● **Your goal**:
Render every line of the listing below as a JSON list of strings, one string per line, with blank lines omitted. Leave the pictures out.

● **Data to use**:
= = = =
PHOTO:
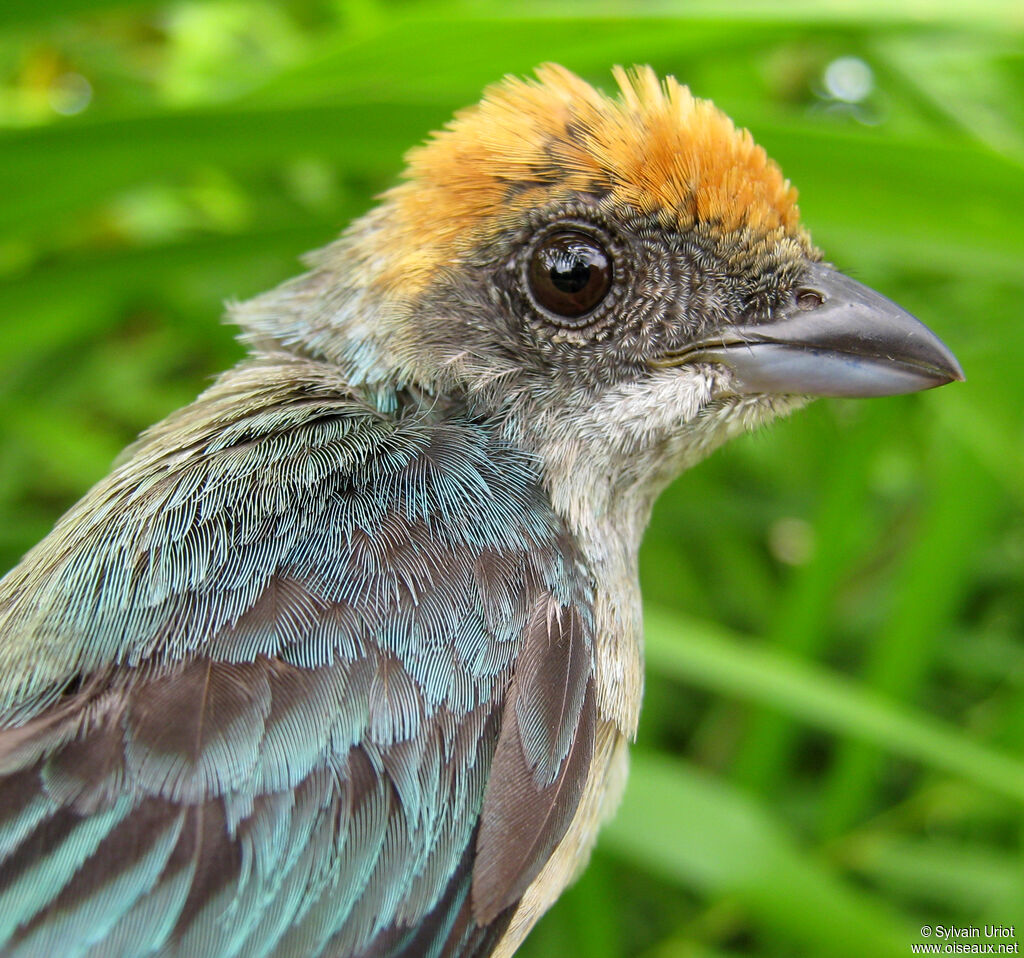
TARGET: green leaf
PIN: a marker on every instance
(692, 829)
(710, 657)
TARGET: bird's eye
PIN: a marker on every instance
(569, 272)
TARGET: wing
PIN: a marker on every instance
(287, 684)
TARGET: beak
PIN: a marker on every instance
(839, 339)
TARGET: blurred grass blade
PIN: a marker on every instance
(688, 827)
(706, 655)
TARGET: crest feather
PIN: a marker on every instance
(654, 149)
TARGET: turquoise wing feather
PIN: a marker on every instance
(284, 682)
= = = =
● **Full answer**:
[
  "PHOTO:",
  "TARGET: green leaf",
  "PIN: a marker on every instance",
  "(692, 829)",
  "(710, 657)",
  "TARGET: bird's eye",
  "PIN: a marker on every instance",
  "(569, 272)",
  "TARGET: wing",
  "PIN: a marker on every instance",
  "(287, 684)",
  "TARGET: beak",
  "PIN: a marker on every instance",
  "(839, 339)",
  "TARGET: blurred grass blade",
  "PIN: a marker on every instance",
  "(688, 827)",
  "(706, 655)",
  "TARGET: crest feather",
  "PIN: a marker on every instance",
  "(654, 149)",
  "TARGET: turquoise wing feather",
  "PIN: a marker on every instance",
  "(284, 682)"
]